Required work
Please copy exactly every line from the one that contains "Place one point on every instance of the metal" to the end of the data below, with both ends included and no other lines.

========

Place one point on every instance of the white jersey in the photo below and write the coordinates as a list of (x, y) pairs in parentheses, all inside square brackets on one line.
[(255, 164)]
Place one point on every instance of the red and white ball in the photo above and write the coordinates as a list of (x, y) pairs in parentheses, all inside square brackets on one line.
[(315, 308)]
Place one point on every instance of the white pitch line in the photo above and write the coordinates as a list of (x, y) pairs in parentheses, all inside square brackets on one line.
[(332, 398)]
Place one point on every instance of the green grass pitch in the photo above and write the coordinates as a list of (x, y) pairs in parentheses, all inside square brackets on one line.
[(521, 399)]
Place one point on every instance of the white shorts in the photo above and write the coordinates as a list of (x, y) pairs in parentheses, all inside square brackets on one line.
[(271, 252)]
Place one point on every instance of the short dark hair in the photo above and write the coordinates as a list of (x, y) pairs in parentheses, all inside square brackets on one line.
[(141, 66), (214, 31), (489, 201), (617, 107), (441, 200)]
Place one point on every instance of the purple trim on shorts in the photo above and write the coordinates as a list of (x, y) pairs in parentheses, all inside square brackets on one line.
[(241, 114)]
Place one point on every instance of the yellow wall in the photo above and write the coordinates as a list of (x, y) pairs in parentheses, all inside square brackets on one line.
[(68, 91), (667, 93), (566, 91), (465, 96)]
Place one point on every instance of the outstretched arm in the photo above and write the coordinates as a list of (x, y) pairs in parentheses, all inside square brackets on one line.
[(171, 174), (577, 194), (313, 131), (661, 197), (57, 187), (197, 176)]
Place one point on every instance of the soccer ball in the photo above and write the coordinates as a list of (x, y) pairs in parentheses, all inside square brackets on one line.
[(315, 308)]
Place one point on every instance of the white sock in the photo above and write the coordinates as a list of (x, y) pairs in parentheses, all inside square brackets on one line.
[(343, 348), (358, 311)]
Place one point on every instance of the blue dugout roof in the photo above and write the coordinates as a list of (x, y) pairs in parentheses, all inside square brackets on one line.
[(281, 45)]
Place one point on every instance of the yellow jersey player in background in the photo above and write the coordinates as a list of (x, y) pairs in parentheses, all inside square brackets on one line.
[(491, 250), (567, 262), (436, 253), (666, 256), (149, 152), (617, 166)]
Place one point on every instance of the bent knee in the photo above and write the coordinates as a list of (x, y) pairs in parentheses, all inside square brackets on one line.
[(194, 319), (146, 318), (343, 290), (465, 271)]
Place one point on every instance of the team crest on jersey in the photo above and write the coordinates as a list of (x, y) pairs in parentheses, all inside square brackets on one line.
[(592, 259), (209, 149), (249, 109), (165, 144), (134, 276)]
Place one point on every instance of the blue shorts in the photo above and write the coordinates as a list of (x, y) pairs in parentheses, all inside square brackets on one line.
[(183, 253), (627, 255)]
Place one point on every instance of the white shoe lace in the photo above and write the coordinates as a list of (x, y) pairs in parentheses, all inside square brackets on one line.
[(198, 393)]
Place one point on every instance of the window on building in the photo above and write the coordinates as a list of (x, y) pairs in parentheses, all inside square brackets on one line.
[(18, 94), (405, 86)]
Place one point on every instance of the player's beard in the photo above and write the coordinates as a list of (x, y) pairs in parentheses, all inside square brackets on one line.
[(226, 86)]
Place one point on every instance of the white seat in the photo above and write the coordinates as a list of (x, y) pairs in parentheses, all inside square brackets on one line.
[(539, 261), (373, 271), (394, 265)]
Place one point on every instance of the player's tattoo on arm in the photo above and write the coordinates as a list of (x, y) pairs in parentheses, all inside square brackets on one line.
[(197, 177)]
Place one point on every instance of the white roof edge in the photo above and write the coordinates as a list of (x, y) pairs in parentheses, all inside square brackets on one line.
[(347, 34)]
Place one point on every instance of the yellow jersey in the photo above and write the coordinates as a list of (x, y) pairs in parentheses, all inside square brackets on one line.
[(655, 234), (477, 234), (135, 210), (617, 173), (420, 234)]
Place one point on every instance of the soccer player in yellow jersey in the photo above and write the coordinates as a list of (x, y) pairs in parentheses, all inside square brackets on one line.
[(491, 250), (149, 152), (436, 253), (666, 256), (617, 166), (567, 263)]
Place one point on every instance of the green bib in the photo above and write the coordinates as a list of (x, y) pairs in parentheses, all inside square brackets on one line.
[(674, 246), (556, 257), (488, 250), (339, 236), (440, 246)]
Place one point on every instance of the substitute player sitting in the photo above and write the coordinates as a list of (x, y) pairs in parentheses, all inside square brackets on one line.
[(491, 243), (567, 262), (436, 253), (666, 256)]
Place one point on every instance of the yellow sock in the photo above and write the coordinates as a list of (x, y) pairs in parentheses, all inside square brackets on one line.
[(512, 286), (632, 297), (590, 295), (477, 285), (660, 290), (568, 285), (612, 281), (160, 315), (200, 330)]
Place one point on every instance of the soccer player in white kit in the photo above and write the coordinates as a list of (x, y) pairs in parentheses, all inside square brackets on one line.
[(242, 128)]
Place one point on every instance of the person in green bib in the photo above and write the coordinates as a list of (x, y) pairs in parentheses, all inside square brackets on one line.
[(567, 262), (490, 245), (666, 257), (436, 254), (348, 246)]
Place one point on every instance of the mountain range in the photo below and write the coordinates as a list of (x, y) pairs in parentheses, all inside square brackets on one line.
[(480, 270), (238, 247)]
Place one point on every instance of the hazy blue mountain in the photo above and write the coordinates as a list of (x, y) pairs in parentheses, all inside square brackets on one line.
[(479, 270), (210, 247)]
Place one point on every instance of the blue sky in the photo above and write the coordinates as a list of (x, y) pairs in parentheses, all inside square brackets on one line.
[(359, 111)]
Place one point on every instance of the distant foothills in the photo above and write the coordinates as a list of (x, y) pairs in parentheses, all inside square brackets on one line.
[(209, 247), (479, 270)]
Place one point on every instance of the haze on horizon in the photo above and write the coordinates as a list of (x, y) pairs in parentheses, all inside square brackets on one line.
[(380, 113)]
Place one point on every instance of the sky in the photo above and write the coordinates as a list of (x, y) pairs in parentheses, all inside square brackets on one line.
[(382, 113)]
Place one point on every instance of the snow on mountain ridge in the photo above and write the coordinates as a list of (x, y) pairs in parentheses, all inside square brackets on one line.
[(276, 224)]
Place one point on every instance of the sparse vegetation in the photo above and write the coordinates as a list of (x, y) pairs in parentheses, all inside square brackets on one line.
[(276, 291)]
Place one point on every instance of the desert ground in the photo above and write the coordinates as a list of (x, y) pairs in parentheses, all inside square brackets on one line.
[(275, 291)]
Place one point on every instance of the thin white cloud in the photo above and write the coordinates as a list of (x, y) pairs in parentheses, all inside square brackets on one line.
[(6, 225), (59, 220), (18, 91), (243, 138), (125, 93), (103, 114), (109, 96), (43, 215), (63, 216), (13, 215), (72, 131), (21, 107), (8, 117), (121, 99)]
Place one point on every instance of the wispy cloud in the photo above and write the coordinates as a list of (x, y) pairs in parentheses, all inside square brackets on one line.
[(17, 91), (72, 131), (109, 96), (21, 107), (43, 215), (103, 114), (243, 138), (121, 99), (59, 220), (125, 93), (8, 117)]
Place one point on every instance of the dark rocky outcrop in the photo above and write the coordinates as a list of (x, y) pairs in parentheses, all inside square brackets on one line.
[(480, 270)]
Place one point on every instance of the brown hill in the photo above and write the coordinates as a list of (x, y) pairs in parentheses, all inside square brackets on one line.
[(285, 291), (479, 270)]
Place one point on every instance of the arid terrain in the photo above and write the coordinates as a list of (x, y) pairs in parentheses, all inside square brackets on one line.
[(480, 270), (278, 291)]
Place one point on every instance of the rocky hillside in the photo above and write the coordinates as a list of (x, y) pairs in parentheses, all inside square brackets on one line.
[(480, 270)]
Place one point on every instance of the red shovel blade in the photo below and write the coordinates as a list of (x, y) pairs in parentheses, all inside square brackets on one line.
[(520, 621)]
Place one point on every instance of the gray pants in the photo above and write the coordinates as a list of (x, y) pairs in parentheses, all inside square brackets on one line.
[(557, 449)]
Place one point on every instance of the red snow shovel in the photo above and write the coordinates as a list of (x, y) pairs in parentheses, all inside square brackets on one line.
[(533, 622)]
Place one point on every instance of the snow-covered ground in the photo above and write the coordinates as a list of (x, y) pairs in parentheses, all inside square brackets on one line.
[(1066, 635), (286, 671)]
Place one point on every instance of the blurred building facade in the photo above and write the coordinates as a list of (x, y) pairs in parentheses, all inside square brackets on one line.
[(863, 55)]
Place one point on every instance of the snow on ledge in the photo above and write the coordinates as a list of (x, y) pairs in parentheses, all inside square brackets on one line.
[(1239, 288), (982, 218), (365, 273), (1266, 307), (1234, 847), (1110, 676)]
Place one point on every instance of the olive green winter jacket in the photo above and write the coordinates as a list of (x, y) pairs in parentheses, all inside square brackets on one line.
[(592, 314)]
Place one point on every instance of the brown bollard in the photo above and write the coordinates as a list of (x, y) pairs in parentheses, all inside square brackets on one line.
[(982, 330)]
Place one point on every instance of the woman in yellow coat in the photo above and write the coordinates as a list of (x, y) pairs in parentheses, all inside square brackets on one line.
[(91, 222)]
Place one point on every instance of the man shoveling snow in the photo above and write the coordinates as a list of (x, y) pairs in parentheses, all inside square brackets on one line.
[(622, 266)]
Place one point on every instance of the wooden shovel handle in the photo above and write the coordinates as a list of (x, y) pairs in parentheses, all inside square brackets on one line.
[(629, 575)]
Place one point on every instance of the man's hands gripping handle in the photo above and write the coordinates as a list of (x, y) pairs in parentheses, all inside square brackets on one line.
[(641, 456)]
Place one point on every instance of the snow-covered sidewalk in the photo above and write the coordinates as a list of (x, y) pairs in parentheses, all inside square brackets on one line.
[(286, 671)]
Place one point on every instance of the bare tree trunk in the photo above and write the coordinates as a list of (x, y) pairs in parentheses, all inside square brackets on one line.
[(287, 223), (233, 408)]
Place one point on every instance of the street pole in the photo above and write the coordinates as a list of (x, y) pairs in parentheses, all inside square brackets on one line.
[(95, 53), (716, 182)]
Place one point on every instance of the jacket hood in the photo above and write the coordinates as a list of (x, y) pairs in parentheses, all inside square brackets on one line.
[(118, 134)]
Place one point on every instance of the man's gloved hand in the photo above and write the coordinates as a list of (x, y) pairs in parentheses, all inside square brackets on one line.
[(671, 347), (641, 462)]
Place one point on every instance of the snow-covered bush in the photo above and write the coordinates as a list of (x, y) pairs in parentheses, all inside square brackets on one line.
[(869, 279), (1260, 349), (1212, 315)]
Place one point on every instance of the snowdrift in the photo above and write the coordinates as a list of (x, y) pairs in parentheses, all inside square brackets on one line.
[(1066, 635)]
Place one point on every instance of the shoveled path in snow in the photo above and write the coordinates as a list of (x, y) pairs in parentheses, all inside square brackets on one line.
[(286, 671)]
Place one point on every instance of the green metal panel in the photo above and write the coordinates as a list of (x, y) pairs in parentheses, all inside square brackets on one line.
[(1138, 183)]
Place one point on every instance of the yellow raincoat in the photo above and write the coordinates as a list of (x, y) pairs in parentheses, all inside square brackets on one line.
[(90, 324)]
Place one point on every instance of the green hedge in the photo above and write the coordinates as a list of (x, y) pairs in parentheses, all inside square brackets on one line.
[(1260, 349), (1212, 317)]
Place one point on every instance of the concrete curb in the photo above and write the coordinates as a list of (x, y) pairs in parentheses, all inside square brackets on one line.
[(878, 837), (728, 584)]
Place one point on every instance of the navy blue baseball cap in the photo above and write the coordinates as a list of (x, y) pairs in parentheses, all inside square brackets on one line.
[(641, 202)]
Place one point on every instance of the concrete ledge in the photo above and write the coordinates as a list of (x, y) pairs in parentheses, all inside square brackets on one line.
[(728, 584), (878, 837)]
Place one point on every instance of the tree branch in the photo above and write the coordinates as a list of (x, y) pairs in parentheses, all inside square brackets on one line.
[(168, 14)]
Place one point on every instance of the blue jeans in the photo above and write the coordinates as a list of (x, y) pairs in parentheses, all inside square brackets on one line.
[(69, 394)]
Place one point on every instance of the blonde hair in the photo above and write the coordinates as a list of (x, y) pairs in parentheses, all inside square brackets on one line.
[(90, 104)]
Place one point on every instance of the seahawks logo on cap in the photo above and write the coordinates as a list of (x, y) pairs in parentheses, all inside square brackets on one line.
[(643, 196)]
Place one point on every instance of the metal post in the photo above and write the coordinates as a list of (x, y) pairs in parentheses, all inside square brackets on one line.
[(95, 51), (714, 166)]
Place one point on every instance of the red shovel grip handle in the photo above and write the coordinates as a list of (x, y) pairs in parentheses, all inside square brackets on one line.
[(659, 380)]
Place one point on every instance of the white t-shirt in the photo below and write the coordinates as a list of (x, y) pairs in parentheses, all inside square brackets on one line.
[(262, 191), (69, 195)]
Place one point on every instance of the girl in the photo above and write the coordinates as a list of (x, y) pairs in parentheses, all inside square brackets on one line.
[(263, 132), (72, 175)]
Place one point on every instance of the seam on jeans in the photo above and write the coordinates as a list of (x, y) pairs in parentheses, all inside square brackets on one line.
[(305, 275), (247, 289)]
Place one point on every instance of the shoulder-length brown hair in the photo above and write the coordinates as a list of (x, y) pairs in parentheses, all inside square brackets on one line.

========

The answer
Place one point on every instance of the metal post in the photo above and write the coordinates as a list of (x, y) pairs in parentheses, all inside square brackets on one line.
[(95, 51), (714, 166)]
Place one point on every instance of the red shovel grip handle in the photo above and write the coordinates as a list of (x, y) pairs in parentheses, all inside square brackets on one line.
[(659, 380)]
Place one point on every instance of the white t-shirt in the photo below and write the coordinates as a list of (x, y) pairs in parentheses, all inside square brackets on one line.
[(262, 191), (69, 195)]
Place one point on every instance of the girl in the photo above and write the coordinates as a list of (x, y) pairs in parentheses, all inside square brackets on one line.
[(263, 132), (72, 175)]
Place one point on every instance of the seam on jeans in the photo above and write the coordinates as a list of (x, y) pairs in parentheses, all inside square brackets on one line.
[(305, 275), (247, 289)]
Place one point on every instance of the shoulder-length brown hair in the photo above and write the coordinates as a list of (x, y) pairs in parentheses, all inside square brackets on one line.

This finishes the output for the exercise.